— BEGIN LISTED ENTRIES —
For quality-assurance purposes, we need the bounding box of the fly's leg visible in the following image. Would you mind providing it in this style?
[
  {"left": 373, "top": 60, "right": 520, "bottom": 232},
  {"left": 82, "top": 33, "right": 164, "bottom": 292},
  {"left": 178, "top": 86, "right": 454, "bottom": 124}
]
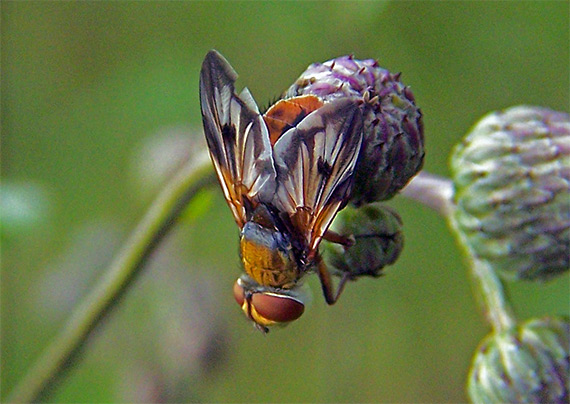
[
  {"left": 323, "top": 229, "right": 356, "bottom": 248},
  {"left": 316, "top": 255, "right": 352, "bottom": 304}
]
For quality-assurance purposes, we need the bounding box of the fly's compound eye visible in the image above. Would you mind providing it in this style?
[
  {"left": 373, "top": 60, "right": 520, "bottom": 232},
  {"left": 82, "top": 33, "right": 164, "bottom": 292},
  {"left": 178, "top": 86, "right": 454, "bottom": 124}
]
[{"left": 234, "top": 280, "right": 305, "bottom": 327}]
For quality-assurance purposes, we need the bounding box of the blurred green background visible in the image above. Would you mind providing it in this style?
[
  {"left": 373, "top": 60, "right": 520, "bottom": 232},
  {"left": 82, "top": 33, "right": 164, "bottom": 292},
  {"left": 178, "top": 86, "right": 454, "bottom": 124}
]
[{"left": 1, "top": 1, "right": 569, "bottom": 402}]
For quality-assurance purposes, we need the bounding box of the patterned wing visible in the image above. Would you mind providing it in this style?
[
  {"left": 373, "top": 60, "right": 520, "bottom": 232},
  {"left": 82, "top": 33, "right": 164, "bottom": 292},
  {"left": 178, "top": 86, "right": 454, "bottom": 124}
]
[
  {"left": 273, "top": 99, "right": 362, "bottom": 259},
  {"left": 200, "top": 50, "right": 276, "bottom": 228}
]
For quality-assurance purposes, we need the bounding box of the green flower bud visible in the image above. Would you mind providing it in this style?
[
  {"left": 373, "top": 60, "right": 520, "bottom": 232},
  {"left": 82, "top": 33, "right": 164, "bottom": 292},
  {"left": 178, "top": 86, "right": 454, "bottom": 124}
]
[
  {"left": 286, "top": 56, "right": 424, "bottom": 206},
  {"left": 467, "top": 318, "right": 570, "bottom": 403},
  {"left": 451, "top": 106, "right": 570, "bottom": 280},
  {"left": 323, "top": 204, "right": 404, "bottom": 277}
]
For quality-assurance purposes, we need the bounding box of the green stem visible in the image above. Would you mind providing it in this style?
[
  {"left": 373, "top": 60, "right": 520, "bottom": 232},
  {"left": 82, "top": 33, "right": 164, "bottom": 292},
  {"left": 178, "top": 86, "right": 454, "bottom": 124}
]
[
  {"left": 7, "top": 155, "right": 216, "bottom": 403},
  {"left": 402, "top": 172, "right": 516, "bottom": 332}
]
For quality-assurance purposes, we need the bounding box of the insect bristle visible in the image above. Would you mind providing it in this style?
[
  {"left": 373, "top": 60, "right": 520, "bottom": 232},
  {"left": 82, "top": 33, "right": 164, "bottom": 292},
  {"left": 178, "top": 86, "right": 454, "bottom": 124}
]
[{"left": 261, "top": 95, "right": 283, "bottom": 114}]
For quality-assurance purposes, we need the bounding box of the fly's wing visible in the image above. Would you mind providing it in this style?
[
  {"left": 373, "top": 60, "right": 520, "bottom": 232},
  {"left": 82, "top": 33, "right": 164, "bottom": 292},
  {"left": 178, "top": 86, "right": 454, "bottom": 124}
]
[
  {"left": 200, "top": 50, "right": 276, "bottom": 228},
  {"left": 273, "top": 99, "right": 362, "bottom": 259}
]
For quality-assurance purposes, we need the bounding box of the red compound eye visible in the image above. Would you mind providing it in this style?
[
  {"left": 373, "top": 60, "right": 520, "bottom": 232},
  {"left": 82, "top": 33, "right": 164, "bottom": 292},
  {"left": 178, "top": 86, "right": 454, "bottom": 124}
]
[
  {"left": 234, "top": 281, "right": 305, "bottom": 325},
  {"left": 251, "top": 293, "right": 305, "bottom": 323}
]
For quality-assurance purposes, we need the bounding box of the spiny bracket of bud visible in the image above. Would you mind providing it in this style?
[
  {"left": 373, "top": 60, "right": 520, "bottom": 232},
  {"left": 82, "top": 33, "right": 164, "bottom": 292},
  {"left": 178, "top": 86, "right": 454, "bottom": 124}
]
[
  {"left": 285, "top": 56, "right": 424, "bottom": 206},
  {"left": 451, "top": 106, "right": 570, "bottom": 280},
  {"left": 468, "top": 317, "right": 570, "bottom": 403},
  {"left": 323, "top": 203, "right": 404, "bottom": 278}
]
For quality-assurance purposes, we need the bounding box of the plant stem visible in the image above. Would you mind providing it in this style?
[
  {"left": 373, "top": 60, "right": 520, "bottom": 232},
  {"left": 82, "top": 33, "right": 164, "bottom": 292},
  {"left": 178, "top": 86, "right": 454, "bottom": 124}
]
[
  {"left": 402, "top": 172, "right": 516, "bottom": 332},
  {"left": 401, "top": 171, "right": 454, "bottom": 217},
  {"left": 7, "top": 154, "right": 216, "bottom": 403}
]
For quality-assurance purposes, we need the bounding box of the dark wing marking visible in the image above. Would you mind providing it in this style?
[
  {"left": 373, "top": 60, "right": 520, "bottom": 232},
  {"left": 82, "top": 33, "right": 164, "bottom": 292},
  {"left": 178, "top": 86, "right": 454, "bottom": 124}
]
— END LISTED ENTRIES —
*SET PROBLEM*
Counting only matches in the same case, how many lines of the entries contain the word "green"? Reply with the number alone.

*SOLUTION FOR THIS PROBLEM*
3